* _EXERCISE 1_: Translate this sentence from the column on baseball and bluegrass into Spanish: "Baseball and bluegrass are inextricably linked."
* _EXERCISE 2_: In the column on baseball and bluegrass, set down the passage starting with "Tis the Season" and going on through "noble intellectual endeavor.", with no changes.

* _STUDY TEXT_:
Start of Block
Author: Campbell, Bruce

Tis the Season (soon)

Well, it’s almost here. I’m speaking of baseball season, of course. PItchers and catchers report to camp next month. “Hey!”, you may yell. “Where’s the bluegrass connection here?”

Baseball and bluegrass are inextricably linked. First of all, it’s well known that Bill Monroe was a huge baseball fan, and often challenged baseball teams in towns to games against his team - his band. I wouldn’t be surprised if an interview for prospective Bluegrass Boys contained a few questions about baseball prowess…

There’s another important link between bluegrass and baseball: arguing. Fans of both pastimes enjoy hours of spirited arguing about who was the best at one thing or another. And I think the bluegrass and baseball arguments can be a noble intellectual endeavor.

Some arguments are just fact-finding missions. A quick check of the internet will reveal who played bass on the original version of “Can’t You Hear Me Callin’”, or who led theNational League in home runs in the year 1939. No a REAL argument is a lively intellectual give and take over something that can never be settled definitively. The goal of a really good argument is to change someone’s mind, or failing that, sharpen your own point of view.
End of Block
* _RECORDS SUPPLIED_:
Start of Block
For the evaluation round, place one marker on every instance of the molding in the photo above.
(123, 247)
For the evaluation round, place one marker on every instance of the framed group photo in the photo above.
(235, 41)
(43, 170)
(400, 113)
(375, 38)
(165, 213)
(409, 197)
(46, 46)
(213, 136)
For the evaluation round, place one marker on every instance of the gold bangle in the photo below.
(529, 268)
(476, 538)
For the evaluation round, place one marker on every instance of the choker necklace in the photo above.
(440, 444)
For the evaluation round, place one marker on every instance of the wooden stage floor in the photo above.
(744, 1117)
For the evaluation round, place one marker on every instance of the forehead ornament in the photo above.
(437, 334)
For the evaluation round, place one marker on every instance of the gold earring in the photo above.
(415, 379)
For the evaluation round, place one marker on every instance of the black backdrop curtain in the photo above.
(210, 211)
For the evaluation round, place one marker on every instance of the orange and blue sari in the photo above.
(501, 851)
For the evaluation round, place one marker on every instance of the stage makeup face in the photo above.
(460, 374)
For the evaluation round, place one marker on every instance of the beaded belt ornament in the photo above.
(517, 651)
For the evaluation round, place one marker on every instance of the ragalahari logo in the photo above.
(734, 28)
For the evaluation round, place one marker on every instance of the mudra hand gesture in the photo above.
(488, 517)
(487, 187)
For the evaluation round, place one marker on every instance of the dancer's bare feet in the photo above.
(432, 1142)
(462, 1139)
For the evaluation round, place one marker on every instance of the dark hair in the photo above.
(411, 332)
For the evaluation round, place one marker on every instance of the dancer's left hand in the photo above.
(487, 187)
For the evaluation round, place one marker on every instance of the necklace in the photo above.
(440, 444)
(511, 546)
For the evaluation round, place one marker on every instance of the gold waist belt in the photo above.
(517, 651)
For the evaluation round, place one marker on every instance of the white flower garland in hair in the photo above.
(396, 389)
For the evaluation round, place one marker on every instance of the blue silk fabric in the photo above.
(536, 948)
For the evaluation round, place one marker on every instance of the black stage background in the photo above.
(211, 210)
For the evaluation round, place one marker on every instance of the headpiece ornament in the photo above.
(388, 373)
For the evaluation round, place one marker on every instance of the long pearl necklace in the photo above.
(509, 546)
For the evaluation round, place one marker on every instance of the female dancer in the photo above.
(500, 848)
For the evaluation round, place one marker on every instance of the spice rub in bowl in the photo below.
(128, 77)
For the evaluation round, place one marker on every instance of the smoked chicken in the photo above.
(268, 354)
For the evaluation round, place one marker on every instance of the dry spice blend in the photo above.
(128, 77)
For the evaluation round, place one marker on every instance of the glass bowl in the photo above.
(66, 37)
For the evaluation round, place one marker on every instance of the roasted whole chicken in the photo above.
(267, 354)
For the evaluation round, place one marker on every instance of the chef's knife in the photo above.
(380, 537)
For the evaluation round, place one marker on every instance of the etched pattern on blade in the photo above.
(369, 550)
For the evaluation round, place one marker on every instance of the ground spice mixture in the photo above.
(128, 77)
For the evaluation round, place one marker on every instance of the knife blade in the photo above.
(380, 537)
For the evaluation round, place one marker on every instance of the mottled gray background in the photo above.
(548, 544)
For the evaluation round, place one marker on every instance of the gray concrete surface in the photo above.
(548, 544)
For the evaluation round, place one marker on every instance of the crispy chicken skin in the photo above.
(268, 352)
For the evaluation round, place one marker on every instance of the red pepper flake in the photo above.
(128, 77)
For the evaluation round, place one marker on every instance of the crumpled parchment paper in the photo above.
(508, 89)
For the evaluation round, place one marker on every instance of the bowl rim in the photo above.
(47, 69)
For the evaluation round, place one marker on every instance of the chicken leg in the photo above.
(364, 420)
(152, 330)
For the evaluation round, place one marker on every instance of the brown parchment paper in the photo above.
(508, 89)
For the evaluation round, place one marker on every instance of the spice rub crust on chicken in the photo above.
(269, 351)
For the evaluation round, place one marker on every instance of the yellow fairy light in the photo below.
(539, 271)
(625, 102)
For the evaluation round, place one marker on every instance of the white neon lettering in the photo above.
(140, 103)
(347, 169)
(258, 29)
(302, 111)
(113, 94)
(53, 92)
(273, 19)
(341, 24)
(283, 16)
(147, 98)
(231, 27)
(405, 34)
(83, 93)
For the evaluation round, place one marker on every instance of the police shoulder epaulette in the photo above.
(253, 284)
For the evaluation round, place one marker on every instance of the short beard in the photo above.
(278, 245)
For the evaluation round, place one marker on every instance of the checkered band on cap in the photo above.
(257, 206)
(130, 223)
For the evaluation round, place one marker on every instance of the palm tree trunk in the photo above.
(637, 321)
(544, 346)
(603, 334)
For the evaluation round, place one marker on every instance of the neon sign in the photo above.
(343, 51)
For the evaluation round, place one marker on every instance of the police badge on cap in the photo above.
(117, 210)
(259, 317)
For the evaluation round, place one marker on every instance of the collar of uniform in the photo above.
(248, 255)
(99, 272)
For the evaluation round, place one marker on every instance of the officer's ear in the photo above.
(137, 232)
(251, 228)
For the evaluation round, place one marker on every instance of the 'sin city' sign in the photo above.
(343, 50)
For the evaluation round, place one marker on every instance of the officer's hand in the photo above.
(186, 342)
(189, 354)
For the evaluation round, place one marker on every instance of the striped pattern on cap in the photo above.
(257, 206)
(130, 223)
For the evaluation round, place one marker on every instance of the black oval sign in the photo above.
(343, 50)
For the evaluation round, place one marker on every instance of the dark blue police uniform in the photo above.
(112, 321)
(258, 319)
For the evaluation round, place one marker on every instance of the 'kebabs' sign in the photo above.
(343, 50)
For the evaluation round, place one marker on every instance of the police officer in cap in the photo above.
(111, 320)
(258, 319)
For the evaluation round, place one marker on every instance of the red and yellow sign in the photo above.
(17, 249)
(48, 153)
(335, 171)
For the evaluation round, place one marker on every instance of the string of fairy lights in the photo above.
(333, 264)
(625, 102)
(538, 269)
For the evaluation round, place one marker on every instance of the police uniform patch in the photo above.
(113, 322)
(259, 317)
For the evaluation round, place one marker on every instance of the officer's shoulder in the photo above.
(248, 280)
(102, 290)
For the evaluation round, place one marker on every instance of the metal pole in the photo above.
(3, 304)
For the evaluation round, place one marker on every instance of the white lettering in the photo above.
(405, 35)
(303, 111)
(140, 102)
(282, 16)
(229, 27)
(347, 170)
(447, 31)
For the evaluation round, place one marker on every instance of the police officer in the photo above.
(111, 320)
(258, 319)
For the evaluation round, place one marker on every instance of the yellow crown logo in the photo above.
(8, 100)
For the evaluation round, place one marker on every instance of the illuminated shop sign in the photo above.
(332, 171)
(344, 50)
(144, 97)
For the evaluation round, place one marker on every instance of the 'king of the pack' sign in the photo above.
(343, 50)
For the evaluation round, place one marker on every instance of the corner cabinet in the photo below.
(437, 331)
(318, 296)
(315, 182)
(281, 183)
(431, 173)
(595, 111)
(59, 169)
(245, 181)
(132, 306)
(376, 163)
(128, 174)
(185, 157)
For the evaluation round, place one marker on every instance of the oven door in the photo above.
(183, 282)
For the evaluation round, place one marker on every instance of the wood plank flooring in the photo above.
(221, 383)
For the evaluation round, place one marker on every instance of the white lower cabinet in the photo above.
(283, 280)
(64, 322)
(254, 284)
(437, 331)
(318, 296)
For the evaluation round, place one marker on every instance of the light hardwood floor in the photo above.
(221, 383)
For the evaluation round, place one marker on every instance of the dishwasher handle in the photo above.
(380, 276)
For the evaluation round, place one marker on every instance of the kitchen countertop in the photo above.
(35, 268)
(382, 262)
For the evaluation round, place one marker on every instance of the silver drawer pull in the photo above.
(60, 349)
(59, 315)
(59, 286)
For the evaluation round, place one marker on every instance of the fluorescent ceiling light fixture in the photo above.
End of Block
* _FINAL ANSWER 1_: El béisbol y el bluegrass están inextricablemente vinculados.

* _FINAL ANSWER 2_:
Tis the Season (soon)

Well, it’s almost here. I’m speaking of baseball season, of course. PItchers and catchers report to camp next month. “Hey!”, you may yell. “Where’s the bluegrass connection here?”

Baseball and bluegrass are inextricably linked. First of all, it’s well known that Bill Monroe was a huge baseball fan, and often challenged baseball teams in towns to games against his team - his band. I wouldn’t be surprised if an interview for prospective Bluegrass Boys contained a few questions about baseball prowess…

There’s another important link between bluegrass and baseball: arguing. Fans of both pastimes enjoy hours of spirited arguing about who was the best at one thing or another. And I think the bluegrass and baseball arguments can be a noble intellectual endeavor.